- TEXT SECTION -

####

Reviewed by KEVIN M. DOAK

 

The American Occupation of Japan following World War II is surely one of the most fascinating chapters in human history. Where else can one go for a practicum in intercultural transformation that benefitted most, if not all, involved? Where else has democratic reform worked as well as in Japan from 1945–52? Yet, this story has often been told as one of American values overcoming Japanese culture, the imposition of democracy “from top down” by the U.S. military on the silent, suffering Japanese folk. This new video claims that it will challenge this America-centered perspective on the Occupation, “arguing for a distinctively Japanese evolution that occurred in tandem with American objectives.” The larger goal is to redress the unequal relationship between a superior America and a subservient Japan that many feel has characterized U.S.Japan relations until recently.

These presentist concerns are evident throughout the video. One technique that is particularly effective is the use of interviews with Japanese from a variety of walks of life who lived through the Occupation (prominent politicians, farmers, female entertainers) and with American officers and G.I.s who were “on the spot” during the reforms. Memories and commentaries supplied by these people are then juxtaposed with a good deal of footage from the period, ranging from the surrender on board the USS Missouri to recent protests against U.S. troops stationed in Japan.

In addition, analysis and com­mentary is provided by leading American scholars of Japan, John Dower and Chalmers Johnson. (But why no Japanese historians? Is it because we are supposed to privilege native voice while ced­ing the right to interpret Japanese history to Americans?) In the end, the video merely suggests that history is understood through the lens of the present, and that changes in the relative strengths of the U.S. and Japan are shaping how we understand the Occupa­tion today.

Consequently, Occupied Japan: An Experiment in Democracy adopts what might be called a “discursive” approach to the con­troversies surrounding military occupation. The objective, rein­forced by the concluding remarks of the narrator, NPR’s Robert Siegel, is to suggest that the sig­nificance of the U.S. Occupation of Japan is still under construc­tion, and the best we can do is be sensitive to the opinions different people have on the matter. Hence, while the video covers all the essentials of the Occupation period (a new constitution, civil rights for women, labor, land reform, censorship, war crimes trials, Hirohito, etc.), it is also concerned with giving voice and visage to a broad spectrum of people, across gender, class, ideological, and national lines.

####

- TASK LIST -
1 – For the review of the Occupied Japan video, say whether each statement agrees with it, answering yes or no and quoting the deciding words: (a) The video is narrated by a journalist from NPR. (b) Japanese historians supply analysis in the video. (c) The period footage includes the surrender on the USS Missouri.
2 – Pick up the review of the Occupied Japan video after its final sentence and write its continuation.

- AVAILABLE DATA -
####

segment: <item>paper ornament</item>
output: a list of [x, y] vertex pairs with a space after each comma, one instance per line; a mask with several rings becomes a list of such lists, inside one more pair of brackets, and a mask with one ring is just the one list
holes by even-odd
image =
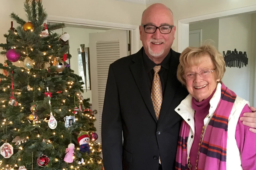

####

- TASK-BY-TASK OUTPUTS -
1 –
(a) Yes: "the narrator, NPR’s Robert Siegel"
(b) No: "But why no Japanese historians?"
(c) Yes: "ranging from the surrender on board the USS Missouri to recent protests against U.S. troops stationed in Japan"

2 –
Occupation officials like Faubion Bowers are included, and so are Eleanor Hadley and Beate Sirota Gordon, who is credited with ensuring civil rights for women in the postwar consti­tution. Prominent politicians like Gotoda Masaharu, Ryutaro Hashimoto, and Ishihara Shintaro are interviewed, and so is a group of Japanese farmers who lived through the food shortages of the early Occupation. Such a per­sonal approach to history is bound to appeal to college stu­dents and many teachers as well, and it can make the subject approachable and enjoyable.

Overall, I think this video is an excellent educational tool for advanced high school and undergraduate students. By fore-grounding individuals and their relationships to historical events, it brings to life the difficult issues at play in the U.S. Occupation —and their impact on contempo­rary U.S.-Japan relations.

I have reservations about how this video might be used in some classrooms, since the relationship between this new evaluation of the U.S. Occupation and a resur­gent Japanese cultural national­ism is only hinted at in the video. (How many viewers will recall that Ishihara is the notorious nationalist who urged his fellow Japanese to just say “no” to the U.S.?) Some will surely celebrate this video as evidence of the endurance of indigenous Japanese culture over American arrogance. But to do so would simply be to ignore the powerful testimony by many Japanese who experienced the Occupation and who, like Gotoda Masaharu, remind us that those “American” cultural values of the Occupation are now very much at home in Japan today.